BEGIN Records provided

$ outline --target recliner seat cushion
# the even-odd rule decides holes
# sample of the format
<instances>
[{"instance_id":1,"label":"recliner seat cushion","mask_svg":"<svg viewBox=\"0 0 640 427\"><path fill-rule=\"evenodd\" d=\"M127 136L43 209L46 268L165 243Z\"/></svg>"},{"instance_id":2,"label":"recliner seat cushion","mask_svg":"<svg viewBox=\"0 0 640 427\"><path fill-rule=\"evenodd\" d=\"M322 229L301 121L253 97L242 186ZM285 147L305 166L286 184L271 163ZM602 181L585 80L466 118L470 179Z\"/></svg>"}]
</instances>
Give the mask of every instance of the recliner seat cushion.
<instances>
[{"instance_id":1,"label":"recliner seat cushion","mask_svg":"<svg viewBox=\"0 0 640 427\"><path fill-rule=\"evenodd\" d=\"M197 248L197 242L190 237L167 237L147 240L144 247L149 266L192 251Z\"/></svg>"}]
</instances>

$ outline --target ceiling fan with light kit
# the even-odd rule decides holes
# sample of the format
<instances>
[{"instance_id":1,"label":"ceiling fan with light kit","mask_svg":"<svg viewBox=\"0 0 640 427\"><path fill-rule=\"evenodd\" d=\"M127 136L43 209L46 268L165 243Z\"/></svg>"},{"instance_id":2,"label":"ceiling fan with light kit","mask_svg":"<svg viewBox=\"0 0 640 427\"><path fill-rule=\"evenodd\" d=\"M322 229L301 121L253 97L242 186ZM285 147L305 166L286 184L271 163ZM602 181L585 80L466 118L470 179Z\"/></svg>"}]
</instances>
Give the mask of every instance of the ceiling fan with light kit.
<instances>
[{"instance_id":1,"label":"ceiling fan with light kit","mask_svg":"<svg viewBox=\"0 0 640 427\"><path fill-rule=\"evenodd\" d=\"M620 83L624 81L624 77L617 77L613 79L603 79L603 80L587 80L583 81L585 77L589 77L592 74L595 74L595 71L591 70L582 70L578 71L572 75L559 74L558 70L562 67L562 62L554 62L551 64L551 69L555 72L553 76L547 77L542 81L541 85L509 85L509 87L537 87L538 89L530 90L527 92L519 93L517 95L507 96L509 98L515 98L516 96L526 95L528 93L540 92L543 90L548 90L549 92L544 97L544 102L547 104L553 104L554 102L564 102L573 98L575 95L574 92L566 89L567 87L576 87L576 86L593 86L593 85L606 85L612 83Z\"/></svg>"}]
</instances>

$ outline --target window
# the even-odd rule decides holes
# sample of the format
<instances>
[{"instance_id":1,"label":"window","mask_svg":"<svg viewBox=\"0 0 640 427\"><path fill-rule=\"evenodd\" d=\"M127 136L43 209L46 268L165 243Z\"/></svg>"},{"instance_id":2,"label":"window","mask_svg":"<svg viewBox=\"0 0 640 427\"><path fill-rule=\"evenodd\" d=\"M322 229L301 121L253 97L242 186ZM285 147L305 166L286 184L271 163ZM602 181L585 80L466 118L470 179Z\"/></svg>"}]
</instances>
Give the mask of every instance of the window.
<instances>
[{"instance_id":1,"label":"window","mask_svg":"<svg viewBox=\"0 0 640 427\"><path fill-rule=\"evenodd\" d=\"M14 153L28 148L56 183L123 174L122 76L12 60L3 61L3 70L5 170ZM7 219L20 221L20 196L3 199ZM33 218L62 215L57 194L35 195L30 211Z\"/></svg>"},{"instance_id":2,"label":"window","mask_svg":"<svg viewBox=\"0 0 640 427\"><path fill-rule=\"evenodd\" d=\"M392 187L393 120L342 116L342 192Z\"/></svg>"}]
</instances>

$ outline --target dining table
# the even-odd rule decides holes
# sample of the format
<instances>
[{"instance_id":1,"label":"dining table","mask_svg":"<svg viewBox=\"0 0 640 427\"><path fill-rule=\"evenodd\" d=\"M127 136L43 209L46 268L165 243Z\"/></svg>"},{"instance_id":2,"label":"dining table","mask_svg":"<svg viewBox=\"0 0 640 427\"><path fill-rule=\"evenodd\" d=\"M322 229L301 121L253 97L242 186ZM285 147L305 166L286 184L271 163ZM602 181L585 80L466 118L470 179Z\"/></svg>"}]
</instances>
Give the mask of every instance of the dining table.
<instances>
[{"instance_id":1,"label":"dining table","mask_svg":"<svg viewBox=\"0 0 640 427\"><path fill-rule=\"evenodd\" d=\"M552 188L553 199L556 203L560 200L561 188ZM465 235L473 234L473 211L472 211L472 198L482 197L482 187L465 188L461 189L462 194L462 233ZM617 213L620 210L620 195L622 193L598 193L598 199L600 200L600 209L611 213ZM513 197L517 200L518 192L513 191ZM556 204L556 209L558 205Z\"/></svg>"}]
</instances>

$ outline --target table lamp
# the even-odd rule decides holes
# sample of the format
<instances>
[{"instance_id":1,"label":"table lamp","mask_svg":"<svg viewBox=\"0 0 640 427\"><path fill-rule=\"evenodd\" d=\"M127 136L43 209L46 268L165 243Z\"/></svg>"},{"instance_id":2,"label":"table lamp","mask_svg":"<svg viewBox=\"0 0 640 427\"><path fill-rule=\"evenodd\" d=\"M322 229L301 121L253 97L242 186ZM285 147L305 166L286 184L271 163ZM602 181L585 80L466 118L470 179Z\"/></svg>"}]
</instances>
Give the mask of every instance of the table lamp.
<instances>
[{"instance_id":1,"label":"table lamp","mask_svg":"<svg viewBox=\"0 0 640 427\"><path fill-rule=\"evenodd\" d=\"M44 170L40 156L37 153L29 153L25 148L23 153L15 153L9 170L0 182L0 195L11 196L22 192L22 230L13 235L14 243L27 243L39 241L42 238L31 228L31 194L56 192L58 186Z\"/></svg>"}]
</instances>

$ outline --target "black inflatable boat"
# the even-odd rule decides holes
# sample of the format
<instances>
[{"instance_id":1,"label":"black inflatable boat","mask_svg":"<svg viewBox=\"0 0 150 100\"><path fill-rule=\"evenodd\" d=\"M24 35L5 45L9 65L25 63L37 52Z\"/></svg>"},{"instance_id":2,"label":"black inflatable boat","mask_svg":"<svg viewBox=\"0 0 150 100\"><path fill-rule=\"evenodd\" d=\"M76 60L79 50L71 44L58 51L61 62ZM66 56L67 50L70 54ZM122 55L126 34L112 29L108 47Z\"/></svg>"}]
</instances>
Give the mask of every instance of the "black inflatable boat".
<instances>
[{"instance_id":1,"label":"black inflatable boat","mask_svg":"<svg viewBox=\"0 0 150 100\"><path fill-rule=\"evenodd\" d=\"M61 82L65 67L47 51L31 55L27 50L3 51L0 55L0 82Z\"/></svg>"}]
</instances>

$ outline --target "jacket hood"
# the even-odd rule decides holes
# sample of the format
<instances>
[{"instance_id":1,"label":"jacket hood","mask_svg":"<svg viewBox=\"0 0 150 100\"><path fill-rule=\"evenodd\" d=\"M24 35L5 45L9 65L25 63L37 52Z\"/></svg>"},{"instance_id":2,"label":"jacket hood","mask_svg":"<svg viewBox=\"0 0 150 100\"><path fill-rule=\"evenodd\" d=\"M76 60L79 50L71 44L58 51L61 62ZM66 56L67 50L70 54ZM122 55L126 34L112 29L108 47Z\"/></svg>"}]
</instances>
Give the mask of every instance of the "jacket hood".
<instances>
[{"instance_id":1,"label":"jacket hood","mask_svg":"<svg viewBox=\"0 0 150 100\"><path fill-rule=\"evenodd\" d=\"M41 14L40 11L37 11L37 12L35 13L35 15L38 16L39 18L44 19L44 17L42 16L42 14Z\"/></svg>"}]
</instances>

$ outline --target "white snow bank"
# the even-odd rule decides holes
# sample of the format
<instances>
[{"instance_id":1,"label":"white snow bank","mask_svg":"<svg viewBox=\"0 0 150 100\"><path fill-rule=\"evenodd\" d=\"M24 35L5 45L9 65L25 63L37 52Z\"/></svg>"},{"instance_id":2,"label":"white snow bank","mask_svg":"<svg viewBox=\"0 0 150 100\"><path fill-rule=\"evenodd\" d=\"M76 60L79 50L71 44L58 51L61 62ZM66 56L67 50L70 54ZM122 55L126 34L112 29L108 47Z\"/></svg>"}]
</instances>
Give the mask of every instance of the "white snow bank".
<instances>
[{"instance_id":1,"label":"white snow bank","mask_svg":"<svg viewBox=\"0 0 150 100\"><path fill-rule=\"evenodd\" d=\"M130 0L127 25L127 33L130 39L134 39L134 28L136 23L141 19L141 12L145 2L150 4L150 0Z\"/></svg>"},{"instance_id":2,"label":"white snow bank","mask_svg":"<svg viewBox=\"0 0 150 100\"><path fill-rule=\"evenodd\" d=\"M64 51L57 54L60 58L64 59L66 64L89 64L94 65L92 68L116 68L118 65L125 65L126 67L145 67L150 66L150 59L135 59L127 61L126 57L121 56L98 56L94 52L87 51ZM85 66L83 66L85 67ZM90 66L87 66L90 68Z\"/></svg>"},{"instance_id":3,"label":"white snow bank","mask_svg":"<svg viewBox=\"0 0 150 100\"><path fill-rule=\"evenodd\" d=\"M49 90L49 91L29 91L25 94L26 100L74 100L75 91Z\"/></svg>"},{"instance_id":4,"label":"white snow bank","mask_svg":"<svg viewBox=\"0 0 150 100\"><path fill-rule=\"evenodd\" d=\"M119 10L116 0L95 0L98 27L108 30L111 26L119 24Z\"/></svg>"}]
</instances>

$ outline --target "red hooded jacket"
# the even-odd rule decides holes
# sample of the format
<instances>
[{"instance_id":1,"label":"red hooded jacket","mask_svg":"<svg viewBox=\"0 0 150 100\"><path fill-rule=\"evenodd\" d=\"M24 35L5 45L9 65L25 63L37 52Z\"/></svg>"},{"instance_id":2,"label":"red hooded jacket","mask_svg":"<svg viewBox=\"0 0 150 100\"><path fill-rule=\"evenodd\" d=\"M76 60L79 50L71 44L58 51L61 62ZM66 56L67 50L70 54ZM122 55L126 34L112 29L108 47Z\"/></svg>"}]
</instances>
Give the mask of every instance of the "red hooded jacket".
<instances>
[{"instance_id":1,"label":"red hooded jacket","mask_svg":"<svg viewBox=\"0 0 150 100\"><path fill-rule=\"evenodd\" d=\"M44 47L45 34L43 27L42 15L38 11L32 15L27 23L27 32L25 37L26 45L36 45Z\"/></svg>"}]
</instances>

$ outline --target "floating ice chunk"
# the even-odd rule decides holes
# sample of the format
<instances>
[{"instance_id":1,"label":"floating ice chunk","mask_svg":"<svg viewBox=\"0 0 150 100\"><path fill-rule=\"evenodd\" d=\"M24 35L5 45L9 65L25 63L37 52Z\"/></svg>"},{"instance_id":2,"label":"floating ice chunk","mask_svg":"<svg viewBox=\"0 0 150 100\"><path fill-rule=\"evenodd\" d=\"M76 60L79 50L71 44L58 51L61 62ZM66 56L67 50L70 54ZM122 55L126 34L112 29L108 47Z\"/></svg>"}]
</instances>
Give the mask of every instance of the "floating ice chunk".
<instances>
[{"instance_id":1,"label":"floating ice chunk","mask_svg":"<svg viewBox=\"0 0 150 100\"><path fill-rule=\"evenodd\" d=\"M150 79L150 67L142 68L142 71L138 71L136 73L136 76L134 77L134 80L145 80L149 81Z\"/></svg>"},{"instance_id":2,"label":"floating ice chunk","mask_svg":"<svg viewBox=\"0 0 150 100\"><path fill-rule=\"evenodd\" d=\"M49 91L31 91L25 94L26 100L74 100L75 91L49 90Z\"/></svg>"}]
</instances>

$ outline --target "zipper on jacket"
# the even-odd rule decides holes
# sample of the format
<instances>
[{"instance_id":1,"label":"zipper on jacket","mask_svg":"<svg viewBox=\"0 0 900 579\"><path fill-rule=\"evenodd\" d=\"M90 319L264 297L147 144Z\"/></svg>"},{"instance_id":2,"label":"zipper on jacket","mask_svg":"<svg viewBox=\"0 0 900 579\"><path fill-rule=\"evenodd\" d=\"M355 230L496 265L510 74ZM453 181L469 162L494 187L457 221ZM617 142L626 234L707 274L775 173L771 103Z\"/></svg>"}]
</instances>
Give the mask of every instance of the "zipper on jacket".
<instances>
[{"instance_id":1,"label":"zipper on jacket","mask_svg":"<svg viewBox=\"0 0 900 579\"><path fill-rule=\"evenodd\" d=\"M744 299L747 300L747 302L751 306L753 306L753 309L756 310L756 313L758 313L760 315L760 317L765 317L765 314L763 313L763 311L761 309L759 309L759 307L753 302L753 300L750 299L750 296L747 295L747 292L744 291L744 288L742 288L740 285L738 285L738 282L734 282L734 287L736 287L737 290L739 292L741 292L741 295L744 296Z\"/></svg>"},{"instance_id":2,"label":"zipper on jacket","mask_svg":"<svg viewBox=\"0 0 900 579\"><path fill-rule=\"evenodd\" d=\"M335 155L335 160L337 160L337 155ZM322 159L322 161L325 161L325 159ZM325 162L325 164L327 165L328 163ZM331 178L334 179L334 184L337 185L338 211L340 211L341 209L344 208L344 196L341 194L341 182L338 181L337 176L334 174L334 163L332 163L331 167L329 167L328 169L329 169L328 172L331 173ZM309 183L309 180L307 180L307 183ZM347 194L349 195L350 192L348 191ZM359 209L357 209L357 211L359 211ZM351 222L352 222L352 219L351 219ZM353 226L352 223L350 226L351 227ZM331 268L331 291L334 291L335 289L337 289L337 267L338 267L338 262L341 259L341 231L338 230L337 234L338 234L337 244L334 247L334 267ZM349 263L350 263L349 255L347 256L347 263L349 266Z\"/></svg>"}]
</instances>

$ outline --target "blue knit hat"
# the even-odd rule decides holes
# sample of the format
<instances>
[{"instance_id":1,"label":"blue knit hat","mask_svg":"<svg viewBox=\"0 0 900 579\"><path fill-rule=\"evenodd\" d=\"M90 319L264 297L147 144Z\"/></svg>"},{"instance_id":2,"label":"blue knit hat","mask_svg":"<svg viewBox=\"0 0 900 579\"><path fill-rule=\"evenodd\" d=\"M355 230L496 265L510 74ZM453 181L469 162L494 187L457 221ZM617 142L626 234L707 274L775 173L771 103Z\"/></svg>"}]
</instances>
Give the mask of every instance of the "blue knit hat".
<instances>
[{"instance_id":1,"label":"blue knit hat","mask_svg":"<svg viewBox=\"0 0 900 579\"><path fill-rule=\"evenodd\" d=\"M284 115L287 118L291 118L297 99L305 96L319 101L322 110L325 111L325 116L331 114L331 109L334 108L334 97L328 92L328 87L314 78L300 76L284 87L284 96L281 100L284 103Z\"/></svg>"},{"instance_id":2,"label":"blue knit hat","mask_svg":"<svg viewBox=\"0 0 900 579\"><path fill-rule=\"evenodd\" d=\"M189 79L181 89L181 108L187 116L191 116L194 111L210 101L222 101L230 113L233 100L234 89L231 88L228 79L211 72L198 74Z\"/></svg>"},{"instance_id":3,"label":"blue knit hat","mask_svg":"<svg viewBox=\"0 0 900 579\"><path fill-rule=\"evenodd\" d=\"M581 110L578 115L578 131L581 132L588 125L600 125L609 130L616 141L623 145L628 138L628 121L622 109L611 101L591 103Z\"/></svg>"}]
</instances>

END Records provided

Only lines with the string "target" are wanted; please find each one in the listing and copy it.

$ outline --target recliner seat cushion
$ outline --target ceiling fan with light kit
$ outline --target window
$ outline --target dining table
$ outline --target table lamp
$ outline --target "black inflatable boat"
$ outline --target "jacket hood"
$ outline --target "white snow bank"
$ outline --target "red hooded jacket"
$ outline --target "floating ice chunk"
$ outline --target "zipper on jacket"
$ outline --target "blue knit hat"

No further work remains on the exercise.